*What is required*. Gather every line below that contains the string "snow", matching case exactly. Copy each such line in full.

-- Begin The input --

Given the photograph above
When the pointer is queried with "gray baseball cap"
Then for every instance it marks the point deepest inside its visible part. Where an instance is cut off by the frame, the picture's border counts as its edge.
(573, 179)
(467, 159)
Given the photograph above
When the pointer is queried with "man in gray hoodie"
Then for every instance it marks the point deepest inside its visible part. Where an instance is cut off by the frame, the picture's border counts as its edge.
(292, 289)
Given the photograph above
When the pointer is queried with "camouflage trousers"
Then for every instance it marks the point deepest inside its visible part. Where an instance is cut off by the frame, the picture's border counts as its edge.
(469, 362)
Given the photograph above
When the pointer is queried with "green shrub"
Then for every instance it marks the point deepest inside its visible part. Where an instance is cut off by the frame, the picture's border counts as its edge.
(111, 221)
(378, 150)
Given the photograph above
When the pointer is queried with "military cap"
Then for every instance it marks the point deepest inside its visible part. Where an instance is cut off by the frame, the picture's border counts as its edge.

-- End The input --
-- Begin The input --

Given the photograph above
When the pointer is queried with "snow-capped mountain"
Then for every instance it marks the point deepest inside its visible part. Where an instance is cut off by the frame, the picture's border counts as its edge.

-- End The input --
-- Begin The input --

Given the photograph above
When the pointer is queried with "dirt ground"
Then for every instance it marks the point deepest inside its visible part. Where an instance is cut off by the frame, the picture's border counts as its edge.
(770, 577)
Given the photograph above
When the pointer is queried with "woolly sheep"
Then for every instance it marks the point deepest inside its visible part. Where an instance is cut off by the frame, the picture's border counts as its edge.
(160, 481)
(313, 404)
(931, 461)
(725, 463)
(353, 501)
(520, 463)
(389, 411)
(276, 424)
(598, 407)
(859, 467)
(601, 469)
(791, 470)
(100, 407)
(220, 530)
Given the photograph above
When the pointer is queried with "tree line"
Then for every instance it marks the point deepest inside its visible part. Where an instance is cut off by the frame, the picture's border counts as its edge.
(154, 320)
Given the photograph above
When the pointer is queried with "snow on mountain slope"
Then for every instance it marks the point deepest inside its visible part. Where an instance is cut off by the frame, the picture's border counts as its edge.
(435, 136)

-- End The input --

*Output of the exercise*.
When the pointer is queried with "snow-capped mountain"
When the pointer is queried with "snow on mountain slope"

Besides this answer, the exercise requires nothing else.